==== Record excerpts
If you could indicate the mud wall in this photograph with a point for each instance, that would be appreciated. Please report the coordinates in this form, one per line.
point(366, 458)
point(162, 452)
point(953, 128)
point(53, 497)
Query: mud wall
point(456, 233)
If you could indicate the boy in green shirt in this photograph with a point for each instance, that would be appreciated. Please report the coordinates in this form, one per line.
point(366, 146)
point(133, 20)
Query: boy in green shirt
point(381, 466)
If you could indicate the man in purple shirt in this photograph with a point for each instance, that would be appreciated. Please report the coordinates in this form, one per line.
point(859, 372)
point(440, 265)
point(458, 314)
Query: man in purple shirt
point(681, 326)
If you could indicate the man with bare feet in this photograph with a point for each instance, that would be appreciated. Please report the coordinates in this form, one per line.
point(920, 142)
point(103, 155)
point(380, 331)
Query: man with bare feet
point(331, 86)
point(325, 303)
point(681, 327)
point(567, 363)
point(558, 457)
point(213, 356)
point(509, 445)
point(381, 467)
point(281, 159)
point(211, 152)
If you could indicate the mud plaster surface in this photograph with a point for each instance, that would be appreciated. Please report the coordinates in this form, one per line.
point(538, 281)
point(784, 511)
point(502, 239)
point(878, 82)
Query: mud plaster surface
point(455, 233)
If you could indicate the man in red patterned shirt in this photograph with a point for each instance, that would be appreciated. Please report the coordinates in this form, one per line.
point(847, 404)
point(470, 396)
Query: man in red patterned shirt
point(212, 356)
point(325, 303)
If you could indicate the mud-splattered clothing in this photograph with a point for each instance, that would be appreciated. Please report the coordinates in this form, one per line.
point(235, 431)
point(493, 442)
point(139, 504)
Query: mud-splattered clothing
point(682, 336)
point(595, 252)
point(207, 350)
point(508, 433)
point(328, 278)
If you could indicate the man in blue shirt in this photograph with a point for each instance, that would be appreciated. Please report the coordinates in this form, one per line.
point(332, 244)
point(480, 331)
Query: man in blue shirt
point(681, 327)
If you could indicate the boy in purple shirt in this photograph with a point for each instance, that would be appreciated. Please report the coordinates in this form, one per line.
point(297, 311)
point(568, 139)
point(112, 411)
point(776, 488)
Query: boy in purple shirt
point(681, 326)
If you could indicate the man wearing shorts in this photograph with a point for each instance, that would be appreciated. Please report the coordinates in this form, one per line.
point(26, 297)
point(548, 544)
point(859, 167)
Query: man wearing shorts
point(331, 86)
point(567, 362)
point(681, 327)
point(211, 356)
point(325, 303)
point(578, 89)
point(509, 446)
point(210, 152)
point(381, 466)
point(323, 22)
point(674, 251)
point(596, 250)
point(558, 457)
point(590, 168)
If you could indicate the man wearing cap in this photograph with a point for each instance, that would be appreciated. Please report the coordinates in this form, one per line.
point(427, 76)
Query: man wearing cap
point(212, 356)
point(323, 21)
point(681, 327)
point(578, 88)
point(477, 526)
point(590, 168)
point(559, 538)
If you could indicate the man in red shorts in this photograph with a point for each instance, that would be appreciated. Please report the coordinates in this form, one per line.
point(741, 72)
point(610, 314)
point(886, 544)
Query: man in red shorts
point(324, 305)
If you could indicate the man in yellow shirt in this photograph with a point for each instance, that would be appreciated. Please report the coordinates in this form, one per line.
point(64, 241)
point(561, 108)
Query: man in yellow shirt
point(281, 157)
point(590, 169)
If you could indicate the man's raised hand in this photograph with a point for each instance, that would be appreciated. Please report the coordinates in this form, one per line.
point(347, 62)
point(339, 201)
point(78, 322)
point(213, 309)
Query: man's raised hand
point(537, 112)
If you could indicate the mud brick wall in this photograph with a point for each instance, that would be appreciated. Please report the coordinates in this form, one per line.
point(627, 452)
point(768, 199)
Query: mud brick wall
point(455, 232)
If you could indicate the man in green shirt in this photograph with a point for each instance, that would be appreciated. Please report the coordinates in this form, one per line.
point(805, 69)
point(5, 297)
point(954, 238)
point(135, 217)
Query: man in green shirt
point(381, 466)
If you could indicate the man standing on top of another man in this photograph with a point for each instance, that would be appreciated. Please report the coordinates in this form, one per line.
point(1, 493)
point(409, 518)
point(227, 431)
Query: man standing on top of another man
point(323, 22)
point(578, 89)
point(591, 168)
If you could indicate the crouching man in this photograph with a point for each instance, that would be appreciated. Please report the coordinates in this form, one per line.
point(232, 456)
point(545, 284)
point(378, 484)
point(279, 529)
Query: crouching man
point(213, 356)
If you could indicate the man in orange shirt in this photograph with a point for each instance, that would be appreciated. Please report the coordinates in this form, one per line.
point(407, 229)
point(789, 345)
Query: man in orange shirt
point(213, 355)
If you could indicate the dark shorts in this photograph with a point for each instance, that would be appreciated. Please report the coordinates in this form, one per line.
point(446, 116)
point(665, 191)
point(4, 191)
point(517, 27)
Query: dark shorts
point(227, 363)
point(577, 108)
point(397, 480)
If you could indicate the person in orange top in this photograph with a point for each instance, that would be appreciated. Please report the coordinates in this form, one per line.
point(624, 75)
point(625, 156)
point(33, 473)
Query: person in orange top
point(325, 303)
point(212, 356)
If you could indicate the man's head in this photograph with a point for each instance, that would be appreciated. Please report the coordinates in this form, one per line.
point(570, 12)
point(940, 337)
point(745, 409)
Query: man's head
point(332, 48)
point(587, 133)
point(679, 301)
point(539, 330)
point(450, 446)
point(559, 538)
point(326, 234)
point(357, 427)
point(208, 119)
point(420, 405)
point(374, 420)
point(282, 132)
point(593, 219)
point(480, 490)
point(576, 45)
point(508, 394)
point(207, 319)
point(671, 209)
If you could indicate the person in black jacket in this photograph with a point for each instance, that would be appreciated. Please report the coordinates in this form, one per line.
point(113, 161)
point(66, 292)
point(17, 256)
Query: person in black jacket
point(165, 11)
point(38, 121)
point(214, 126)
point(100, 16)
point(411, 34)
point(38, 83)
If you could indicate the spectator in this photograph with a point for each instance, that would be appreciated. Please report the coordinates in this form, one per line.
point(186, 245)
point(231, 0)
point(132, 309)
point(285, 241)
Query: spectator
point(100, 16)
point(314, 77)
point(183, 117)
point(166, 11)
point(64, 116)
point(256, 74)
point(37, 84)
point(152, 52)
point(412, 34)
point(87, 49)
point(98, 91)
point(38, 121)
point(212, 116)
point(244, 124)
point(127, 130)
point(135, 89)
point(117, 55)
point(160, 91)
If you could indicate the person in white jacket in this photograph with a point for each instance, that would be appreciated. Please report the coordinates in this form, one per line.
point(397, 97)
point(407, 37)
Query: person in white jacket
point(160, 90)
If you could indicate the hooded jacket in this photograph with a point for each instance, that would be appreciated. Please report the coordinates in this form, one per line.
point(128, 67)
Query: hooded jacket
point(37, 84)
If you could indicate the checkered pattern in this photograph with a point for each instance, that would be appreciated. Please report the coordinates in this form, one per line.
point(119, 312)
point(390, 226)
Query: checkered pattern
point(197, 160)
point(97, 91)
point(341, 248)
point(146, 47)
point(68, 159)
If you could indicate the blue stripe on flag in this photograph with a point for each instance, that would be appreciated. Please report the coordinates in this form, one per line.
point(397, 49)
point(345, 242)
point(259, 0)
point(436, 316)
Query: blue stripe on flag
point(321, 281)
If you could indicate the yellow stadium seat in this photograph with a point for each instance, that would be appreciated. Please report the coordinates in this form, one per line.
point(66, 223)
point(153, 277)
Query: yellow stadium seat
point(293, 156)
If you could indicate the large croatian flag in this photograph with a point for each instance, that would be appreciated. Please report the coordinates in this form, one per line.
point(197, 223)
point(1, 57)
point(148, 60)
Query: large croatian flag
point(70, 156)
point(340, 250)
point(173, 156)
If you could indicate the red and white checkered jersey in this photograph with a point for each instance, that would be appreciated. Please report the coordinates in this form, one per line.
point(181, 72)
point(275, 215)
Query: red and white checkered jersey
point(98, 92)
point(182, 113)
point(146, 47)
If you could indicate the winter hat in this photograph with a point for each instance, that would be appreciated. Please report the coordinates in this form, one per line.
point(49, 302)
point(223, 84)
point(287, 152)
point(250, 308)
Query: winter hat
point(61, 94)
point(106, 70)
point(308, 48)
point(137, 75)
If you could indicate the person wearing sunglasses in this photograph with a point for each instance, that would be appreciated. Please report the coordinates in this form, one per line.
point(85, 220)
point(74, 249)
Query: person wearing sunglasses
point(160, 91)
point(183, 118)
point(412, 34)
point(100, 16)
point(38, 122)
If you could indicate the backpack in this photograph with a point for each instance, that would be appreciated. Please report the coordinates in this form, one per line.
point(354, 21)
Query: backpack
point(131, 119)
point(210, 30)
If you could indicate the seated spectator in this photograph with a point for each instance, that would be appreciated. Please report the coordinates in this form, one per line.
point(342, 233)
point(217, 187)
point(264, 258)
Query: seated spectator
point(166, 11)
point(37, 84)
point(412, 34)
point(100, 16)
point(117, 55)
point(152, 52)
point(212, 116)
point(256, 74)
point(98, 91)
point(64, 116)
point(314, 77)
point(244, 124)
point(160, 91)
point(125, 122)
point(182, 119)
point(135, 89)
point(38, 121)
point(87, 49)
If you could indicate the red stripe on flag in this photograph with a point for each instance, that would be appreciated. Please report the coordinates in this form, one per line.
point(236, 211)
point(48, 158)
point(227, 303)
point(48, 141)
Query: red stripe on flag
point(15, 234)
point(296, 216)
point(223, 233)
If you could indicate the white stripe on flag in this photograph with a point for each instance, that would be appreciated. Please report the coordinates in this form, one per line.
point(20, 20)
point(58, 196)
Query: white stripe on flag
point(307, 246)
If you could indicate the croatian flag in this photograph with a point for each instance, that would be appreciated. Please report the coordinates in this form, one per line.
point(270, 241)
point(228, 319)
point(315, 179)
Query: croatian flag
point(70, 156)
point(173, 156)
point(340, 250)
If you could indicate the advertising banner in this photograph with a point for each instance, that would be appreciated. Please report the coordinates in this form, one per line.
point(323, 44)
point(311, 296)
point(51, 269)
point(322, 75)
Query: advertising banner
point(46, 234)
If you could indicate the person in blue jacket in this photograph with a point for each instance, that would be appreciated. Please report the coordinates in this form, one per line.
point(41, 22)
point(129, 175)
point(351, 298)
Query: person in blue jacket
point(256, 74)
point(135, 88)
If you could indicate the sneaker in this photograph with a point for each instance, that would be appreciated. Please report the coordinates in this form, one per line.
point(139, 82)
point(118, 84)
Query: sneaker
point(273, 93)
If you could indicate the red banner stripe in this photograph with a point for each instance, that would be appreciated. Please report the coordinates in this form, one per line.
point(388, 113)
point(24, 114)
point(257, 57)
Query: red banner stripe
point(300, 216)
========
→ **Exercise requirements**:
Recast the lines above as a JSON list of strings, one string per line and blank lines left out, starting at the first line and ending at the line that contains "point(456, 233)", both included.

→ **Exercise response**:
[
  "If you could indicate the mud wall in this photograph with a point for each instance, that would be appreciated. Please report the coordinates in this form, one per line.",
  "point(366, 458)",
  "point(162, 452)",
  "point(953, 128)",
  "point(53, 497)",
  "Query: mud wall",
  "point(456, 233)"
]